* _Stated task_
Every entry here needs to be repeated exactly.
═════ Data provided ═════
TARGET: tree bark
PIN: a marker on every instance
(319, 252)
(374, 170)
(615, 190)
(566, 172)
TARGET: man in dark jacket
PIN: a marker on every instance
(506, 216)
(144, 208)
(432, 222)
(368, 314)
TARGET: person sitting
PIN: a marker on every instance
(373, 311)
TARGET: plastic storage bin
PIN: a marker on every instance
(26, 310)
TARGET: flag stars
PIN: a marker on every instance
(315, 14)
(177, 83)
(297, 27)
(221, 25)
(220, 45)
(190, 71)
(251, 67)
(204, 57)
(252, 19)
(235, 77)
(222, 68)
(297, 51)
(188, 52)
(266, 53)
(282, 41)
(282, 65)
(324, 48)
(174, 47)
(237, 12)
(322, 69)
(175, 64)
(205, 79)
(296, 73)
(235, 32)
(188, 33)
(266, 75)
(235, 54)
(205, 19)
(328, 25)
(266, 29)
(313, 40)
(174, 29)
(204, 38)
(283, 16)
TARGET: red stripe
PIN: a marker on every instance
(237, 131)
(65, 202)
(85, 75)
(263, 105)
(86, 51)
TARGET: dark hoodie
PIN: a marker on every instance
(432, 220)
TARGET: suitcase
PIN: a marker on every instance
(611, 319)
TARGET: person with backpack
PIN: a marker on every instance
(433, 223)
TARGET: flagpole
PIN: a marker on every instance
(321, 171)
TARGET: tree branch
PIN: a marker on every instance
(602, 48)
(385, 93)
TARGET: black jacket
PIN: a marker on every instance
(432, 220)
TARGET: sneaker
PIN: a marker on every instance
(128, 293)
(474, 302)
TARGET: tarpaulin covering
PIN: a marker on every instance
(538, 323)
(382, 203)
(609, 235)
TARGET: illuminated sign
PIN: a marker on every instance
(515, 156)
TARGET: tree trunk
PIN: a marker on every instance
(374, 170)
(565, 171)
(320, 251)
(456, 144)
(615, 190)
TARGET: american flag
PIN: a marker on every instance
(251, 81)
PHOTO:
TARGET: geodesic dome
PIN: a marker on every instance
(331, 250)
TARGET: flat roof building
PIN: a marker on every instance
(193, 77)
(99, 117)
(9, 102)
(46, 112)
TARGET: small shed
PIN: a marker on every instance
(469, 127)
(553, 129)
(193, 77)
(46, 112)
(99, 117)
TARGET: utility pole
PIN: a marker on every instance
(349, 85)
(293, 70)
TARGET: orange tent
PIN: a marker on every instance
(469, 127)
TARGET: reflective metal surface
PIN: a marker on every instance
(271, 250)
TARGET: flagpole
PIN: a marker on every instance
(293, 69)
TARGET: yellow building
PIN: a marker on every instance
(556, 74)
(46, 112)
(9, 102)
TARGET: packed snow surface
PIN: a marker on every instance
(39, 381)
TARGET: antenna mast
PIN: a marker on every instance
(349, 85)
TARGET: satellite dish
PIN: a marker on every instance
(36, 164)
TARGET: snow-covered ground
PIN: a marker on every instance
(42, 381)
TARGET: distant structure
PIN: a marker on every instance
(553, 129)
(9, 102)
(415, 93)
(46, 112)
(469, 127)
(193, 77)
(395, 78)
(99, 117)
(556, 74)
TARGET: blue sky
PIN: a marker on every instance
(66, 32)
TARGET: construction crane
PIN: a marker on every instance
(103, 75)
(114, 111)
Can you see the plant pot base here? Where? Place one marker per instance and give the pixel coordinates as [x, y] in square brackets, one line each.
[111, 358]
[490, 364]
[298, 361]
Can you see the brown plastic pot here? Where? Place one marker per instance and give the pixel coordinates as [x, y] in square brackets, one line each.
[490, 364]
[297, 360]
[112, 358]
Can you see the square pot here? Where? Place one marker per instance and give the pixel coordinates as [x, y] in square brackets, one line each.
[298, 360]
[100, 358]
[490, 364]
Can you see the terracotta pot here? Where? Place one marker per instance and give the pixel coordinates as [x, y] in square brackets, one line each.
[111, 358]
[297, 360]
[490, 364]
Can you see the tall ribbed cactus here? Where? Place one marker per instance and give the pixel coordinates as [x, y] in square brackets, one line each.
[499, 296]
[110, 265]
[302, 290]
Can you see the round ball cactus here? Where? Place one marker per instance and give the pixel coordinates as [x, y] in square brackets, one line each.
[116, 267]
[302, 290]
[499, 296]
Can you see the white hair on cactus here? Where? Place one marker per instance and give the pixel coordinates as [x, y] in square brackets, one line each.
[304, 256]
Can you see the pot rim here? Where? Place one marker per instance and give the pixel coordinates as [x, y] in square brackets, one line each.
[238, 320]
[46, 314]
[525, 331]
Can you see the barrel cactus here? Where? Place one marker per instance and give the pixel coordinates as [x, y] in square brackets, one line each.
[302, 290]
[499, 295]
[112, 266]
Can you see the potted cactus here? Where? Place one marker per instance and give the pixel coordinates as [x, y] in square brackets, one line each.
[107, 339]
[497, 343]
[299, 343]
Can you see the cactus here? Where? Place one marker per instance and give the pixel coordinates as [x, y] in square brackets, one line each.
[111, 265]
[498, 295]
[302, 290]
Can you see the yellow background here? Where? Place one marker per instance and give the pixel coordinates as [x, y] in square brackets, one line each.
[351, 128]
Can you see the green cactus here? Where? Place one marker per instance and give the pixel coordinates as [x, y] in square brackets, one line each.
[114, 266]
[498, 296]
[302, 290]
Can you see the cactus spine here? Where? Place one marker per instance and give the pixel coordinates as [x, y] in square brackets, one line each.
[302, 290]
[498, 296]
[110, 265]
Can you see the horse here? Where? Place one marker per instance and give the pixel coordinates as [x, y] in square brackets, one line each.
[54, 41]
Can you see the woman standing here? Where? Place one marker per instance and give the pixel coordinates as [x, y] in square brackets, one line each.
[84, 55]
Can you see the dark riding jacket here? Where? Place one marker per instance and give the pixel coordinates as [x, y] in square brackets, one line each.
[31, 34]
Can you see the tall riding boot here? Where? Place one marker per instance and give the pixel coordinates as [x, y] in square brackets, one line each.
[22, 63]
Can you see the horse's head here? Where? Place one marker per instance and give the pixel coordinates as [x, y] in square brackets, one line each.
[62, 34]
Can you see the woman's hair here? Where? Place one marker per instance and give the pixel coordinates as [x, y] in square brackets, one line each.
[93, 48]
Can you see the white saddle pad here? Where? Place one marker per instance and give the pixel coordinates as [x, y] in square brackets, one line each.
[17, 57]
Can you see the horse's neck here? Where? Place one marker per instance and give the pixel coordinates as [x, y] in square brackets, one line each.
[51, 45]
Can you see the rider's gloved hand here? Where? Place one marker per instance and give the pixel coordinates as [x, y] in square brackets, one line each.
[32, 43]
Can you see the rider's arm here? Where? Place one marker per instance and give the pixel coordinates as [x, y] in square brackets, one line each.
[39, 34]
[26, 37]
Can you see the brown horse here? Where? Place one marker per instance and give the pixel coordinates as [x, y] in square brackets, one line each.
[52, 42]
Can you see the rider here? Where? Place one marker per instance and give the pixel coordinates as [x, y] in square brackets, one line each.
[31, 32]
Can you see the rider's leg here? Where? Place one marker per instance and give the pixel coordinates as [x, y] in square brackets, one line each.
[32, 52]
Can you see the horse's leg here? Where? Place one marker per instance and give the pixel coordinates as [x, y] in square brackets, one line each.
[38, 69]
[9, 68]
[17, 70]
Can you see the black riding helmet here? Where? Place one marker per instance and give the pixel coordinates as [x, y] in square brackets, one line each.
═════
* _Result below_
TARGET: tree bark
PIN: a marker on every instance
(319, 252)
(374, 170)
(615, 190)
(566, 172)
TARGET: man in dark jacket
PIN: a marker on every instance
(506, 216)
(144, 208)
(432, 222)
(368, 314)
TARGET: person sitting
PIN: a marker on every instance
(373, 311)
TARGET: plastic storage bin
PIN: a marker on every instance
(26, 310)
TARGET: flag stars
PIN: a marker on every instance
(315, 14)
(177, 83)
(297, 27)
(221, 25)
(220, 45)
(190, 71)
(251, 67)
(204, 57)
(252, 19)
(235, 77)
(222, 68)
(297, 51)
(188, 52)
(266, 53)
(282, 41)
(282, 65)
(324, 48)
(174, 47)
(237, 12)
(322, 69)
(175, 64)
(205, 79)
(296, 73)
(235, 32)
(188, 33)
(266, 75)
(235, 54)
(205, 19)
(328, 25)
(266, 29)
(313, 40)
(174, 29)
(204, 38)
(283, 16)
TARGET: red stripe
PIN: a marker on every instance
(237, 131)
(65, 202)
(85, 75)
(263, 105)
(86, 51)
TARGET: dark hoodie
PIN: a marker on every instance
(432, 220)
TARGET: suitcase
PIN: a marker on every instance
(611, 319)
TARGET: person with backpack
PIN: a marker on every instance
(433, 223)
TARGET: flagpole
PIN: a marker on every instance
(321, 171)
TARGET: tree branch
PIN: a marker on every instance
(602, 48)
(385, 93)
TARGET: black jacket
PIN: a marker on every instance
(432, 220)
TARGET: sneaker
PIN: a marker on every instance
(128, 293)
(474, 302)
TARGET: tarpaulin covering
PIN: a marker on every instance
(538, 323)
(382, 203)
(609, 235)
TARGET: illuminated sign
PIN: a marker on every instance
(515, 156)
TARGET: tree trunk
PIN: a marker on every instance
(374, 170)
(565, 171)
(320, 251)
(456, 144)
(615, 190)
TARGET: american flag
PIN: a marker on every instance
(251, 81)
PHOTO:
TARGET: geodesic dome
PIN: a marker on every instance
(331, 250)
TARGET: flat roof building
PIN: a marker on every instance
(193, 77)
(99, 117)
(9, 102)
(46, 112)
TARGET: small shed
PIN: a marker on every instance
(469, 127)
(553, 129)
(193, 77)
(46, 112)
(99, 117)
TARGET: utility pole
PIN: a marker on every instance
(349, 85)
(293, 70)
TARGET: orange tent
PIN: a marker on every instance
(469, 127)
TARGET: reflective metal surface
PIN: a marker on every instance
(271, 250)
TARGET: flagpole
PIN: a marker on every instance
(293, 69)
TARGET: yellow building
PIN: a marker on every instance
(556, 74)
(46, 112)
(9, 102)
TARGET: packed snow surface
PIN: a marker on every instance
(39, 381)
TARGET: antenna mast
PIN: a marker on every instance
(349, 85)
TARGET: satellite dish
PIN: a marker on every instance
(36, 164)
TARGET: snow-covered ground
PIN: a marker on every instance
(42, 381)
TARGET: distant structure
PIN: a marker on every instance
(553, 129)
(9, 102)
(415, 93)
(46, 112)
(469, 127)
(193, 77)
(395, 78)
(99, 117)
(556, 74)
TARGET: blue sky
PIN: a marker on every instance
(66, 32)
TARGET: construction crane
PIN: a marker on every instance
(103, 75)
(114, 111)
Can you see the plant pot base here? Where? Place one marker per instance and give the pixel coordinates as [x, y] in square brackets, one line each.
[111, 358]
[490, 364]
[298, 361]
Can you see the brown plastic pot here? Where? Place one marker per instance and give the pixel coordinates as [x, y] in square brackets, one line each.
[490, 364]
[297, 360]
[112, 358]
Can you see the square pot here? Where? Place one marker per instance and give the pixel coordinates as [x, y] in square brackets, one line each.
[298, 360]
[100, 358]
[490, 364]
Can you see the terracotta pot here? Where? Place one marker per instance and give the pixel coordinates as [x, y] in square brackets, one line each.
[111, 358]
[297, 360]
[490, 364]
Can you see the tall ribbed cactus here? Where? Place one marker per instance and give the pixel coordinates as [x, y] in square brackets, one line each.
[499, 296]
[110, 265]
[302, 290]
Can you see the round ball cactus here? Where? Place one marker per instance and give the pixel coordinates as [x, y] in square brackets, one line each.
[116, 267]
[302, 290]
[499, 296]
Can you see the white hair on cactus here? Where? Place one marker per instance and give the pixel coordinates as [x, y] in square brackets, one line each.
[304, 256]
Can you see the pot rim here? Where? Place one marker per instance and give the pixel coordinates as [x, y] in square brackets, one line each.
[238, 320]
[46, 314]
[525, 331]
Can you see the barrel cactus here? Where? Place one marker per instance and give the pixel coordinates as [x, y] in square brackets, one line each.
[302, 290]
[499, 295]
[112, 266]
Can you see the potted cactus here? Where? Place one marker per instance and give the pixel coordinates as [x, y] in square brackets, one line each.
[107, 339]
[497, 343]
[299, 343]
Can you see the cactus here? Where? Place one marker per instance and give the pixel coordinates as [x, y] in square brackets, one line each.
[111, 265]
[498, 295]
[302, 290]
Can you see the yellow background here? Where? Place one marker per instance and give the pixel coordinates as [x, y] in square brackets, one line each.
[351, 128]
Can you see the green cactus here? Where? Place one marker per instance and give the pixel coordinates as [x, y] in square brackets, one line each.
[114, 266]
[498, 296]
[302, 290]
Can you see the cactus spine here? Where? Place one marker per instance and give the pixel coordinates as [x, y] in square brackets, one line each.
[302, 290]
[498, 296]
[110, 265]
Can you see the horse here? Where? Place one marker per instance and give the pixel coordinates as [x, y] in square brackets, one line each.
[54, 41]
Can you see the woman standing here? Where? Place one marker per instance and give the pixel coordinates as [x, y] in square brackets, one line each.
[84, 55]
Can you see the dark riding jacket here? Where? Place one marker per instance and give the pixel coordinates as [x, y] in square brackets, one line each.
[31, 34]
Can you see the tall riding boot here? Where? Place one marker per instance and give the pixel coordinates as [x, y] in square brackets, one line each.
[22, 63]
Can you see the horse's head here? Where? Place one marker per instance and give the pixel coordinates as [x, y] in square brackets, one line each.
[62, 34]
Can you see the woman's hair here? Where? Place one marker per instance and give the pixel coordinates as [x, y] in square brackets, one line each.
[93, 48]
Can you see the white saddle pad here? Where? Place one marker per instance and give the pixel coordinates as [x, y] in square brackets, one line each.
[17, 57]
Can you see the horse's neck here? Where? Place one marker per instance and give the pixel coordinates as [x, y] in square brackets, one line each.
[51, 45]
Can you see the rider's gloved hand here? Where? Place one marker per instance and give the pixel coordinates as [x, y] in square brackets, one line each.
[32, 43]
Can you see the rider's arm here? Where? Place one marker per instance and give the pixel coordinates as [x, y] in square brackets, one line each.
[39, 34]
[26, 37]
Can you see the brown horse here? Where? Place one marker per instance and give the pixel coordinates as [x, y] in square brackets, one line each.
[52, 42]
Can you see the rider here? Where? Place one marker per instance and give the pixel coordinates as [x, y] in square brackets, one line each.
[31, 32]
Can you see the rider's leg here? Where? Place one marker per instance and give the pixel coordinates as [x, y] in square brackets, one line each.
[32, 52]
Can you see the horse's leg here? Where? Place one marker per instance and give the pixel coordinates as [x, y] in square brackets, one line each.
[38, 69]
[9, 68]
[17, 70]
Can you see the black riding helmet here? Where? Place one marker per instance and give the pixel coordinates as [x, y] in square brackets, one line each.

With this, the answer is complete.